§ What to do:
Extract the listing in its entirety, keeping each line identical to the original.

§ Task inputs:
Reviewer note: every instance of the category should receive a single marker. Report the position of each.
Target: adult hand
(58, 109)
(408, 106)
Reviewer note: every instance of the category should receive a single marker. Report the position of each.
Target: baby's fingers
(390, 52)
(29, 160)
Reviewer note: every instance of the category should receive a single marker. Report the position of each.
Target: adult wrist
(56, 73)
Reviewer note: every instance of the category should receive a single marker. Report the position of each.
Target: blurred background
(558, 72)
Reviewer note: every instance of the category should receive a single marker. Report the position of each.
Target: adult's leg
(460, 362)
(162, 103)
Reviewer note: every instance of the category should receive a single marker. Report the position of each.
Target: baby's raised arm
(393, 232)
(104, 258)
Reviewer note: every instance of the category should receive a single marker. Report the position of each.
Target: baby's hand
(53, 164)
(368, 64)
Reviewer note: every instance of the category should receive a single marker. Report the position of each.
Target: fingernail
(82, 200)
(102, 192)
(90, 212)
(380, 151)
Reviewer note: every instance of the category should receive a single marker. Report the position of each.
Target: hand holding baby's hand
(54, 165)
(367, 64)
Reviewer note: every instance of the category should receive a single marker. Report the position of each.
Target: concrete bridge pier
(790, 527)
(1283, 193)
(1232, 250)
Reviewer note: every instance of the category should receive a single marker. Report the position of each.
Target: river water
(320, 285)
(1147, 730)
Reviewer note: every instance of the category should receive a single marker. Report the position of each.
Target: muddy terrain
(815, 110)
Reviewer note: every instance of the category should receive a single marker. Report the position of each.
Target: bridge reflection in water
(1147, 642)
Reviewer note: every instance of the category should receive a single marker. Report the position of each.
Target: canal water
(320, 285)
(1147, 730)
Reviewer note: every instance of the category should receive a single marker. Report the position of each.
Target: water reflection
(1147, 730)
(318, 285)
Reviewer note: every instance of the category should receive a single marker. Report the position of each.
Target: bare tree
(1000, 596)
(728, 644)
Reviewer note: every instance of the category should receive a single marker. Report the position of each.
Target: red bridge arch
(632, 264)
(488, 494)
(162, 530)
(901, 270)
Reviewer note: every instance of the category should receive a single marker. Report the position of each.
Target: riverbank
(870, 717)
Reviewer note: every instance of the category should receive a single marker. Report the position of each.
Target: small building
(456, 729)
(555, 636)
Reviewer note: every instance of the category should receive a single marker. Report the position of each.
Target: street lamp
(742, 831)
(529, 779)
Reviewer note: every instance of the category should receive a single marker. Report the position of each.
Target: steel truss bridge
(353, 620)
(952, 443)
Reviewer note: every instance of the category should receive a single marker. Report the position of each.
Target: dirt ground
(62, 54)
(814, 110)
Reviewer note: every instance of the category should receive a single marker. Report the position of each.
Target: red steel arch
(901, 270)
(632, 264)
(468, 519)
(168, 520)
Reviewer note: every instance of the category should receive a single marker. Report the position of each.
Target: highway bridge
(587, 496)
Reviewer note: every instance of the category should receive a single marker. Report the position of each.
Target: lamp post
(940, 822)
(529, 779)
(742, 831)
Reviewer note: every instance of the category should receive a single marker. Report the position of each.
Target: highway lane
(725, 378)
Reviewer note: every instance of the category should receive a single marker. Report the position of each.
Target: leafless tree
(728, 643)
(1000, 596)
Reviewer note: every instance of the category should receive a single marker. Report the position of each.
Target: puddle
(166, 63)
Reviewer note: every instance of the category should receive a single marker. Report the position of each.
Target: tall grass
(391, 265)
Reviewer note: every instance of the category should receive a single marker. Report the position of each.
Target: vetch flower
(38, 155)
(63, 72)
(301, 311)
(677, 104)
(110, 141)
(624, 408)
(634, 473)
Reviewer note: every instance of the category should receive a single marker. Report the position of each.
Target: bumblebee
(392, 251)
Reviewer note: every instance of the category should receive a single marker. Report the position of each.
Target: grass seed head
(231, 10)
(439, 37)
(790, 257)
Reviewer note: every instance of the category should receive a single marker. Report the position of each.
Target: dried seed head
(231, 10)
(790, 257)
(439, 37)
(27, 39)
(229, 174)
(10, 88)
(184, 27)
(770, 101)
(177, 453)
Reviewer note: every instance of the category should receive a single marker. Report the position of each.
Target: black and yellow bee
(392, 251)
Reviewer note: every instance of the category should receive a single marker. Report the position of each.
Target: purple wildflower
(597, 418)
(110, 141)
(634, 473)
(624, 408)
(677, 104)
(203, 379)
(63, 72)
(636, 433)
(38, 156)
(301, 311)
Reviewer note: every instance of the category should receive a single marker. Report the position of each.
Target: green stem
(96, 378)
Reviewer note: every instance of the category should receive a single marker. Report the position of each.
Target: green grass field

§ Task answer:
Reviewer note: every instance of the category should receive a single marker. Report the position of each.
Target: adult hand
(58, 109)
(408, 106)
Reviewer note: every instance of the category should receive a single marker. Report the position of each.
Target: baby's fingers
(390, 52)
(29, 160)
Reviewer note: every instance of the category should receive a single marker. Report the position of each.
Target: adult wrist
(56, 73)
Reviewer note: every instance of the category should receive a single marker. Report the position of each.
Target: blurred background
(558, 72)
Reviewer note: every instance of the category should receive a single marker. Report the position of each.
Target: adult's leg
(460, 362)
(162, 103)
Reviewer note: every instance of the category should receive a single marker. Report the position of each.
Target: baby's raised arm
(393, 232)
(104, 258)
Reviewer note: every instance of the category should receive a single marker. Report the position of each.
Target: baby's hand
(53, 164)
(368, 64)
Reviewer note: every instance of the category should receive a single marker. Report the position of each.
Target: fingernail
(82, 200)
(102, 192)
(90, 212)
(380, 151)
Reviewer note: every instance of the category should receive a single marker. Report the position of each.
Target: hand holding baby's hand
(54, 165)
(367, 64)
Reviewer note: every instance of the category should receive a single marker. Report the position of each.
Target: concrete bridge pier
(790, 527)
(1283, 193)
(1232, 250)
Reviewer note: every instance of the category should receive a single marker. Report the position of each.
Target: river water
(320, 285)
(1147, 730)
Reviewer note: every instance of the category should receive a single marker. Report the position of each.
Target: muddy terrain
(815, 110)
Reviewer note: every instance of the category should receive a single marker. Report the position of each.
Target: bridge reflection in water
(1147, 642)
Reviewer note: every instance of the category should receive a single marker. Report the position of each.
Target: canal water
(320, 285)
(1147, 730)
Reviewer note: every instance of the category should receive a single marker. Report the position of each.
Target: water reflection
(1147, 730)
(318, 285)
Reviewer note: every instance of the category should receive a single marker. Report the position of each.
Target: bare tree
(1000, 596)
(728, 644)
Reviewer note: every instance of the category should receive a single marker. Report the position of each.
Target: red bridge arch
(632, 264)
(488, 494)
(162, 530)
(901, 270)
Reviewer note: every instance of the category should receive a single marker. Report the position of each.
Target: riverbank
(870, 717)
Reviewer note: every instance of the category should receive a single marker. Report the position of each.
Target: small building
(456, 729)
(555, 636)
Reviewer note: every instance of the category should receive a single marker. Report the position of each.
Target: street lamp
(742, 831)
(529, 779)
Reviewer note: every instance of the category should receive a single marker. Report the position of each.
Target: steel truss bridge
(353, 620)
(952, 443)
Reviewer note: every instance of the category should receive a single marker. Report the position of each.
Target: dirt ground
(62, 54)
(814, 110)
Reviewer note: every instance of the category should receive a single marker. Report the position of each.
Target: red steel arch
(901, 270)
(632, 264)
(468, 519)
(168, 520)
Reviewer note: every instance of the category should receive a single marker. Report the position of each.
Target: highway bridge
(587, 496)
Reviewer note: every instance of the category should receive a single marker. Report the position of each.
Target: lamp post
(940, 822)
(529, 779)
(742, 831)
Reviewer note: every instance of the category should receive a single marker. Report the position of each.
Target: highway lane
(725, 378)
Reviewer note: every instance of the category should receive a single marker. Report the position of each.
Target: leafless tree
(728, 643)
(1000, 596)
Reviewer note: every instance of the category should receive a single marker. Report the position of each.
Target: puddle
(166, 63)
Reviewer note: every instance of the category should receive a single marker. Report the position of each.
Target: tall grass
(391, 265)
Reviewer note: every instance of the category should receive a single marker. Report the position of each.
Target: vetch flower
(38, 155)
(63, 72)
(301, 311)
(677, 104)
(110, 141)
(624, 408)
(634, 473)
Reviewer note: every instance of the category should receive a single marker. Report the position of each.
Target: bumblebee
(392, 251)
Reviewer note: every instance of the category should receive a single marker. Report the position of each.
Target: grass seed head
(231, 10)
(439, 37)
(790, 257)
Reviewer note: every instance of the category should receive a single marker. Report the position of each.
Target: dried seed head
(231, 10)
(790, 257)
(439, 37)
(27, 39)
(229, 174)
(10, 88)
(184, 27)
(770, 101)
(177, 453)
Reviewer note: every instance of the category should receive a single marker. Report the position of each.
Target: black and yellow bee
(392, 251)
Reviewer note: every instance of the category should receive a single marker. Report the position of each.
Target: purple wildflower
(597, 418)
(110, 141)
(634, 473)
(624, 408)
(677, 104)
(203, 379)
(63, 72)
(636, 433)
(38, 156)
(301, 311)
Reviewer note: every instance of the category should receive a single marker. Report the position of each.
Target: green stem
(96, 378)
Reviewer note: every instance of the category should receive a single marker. Report the position of each.
Target: green grass field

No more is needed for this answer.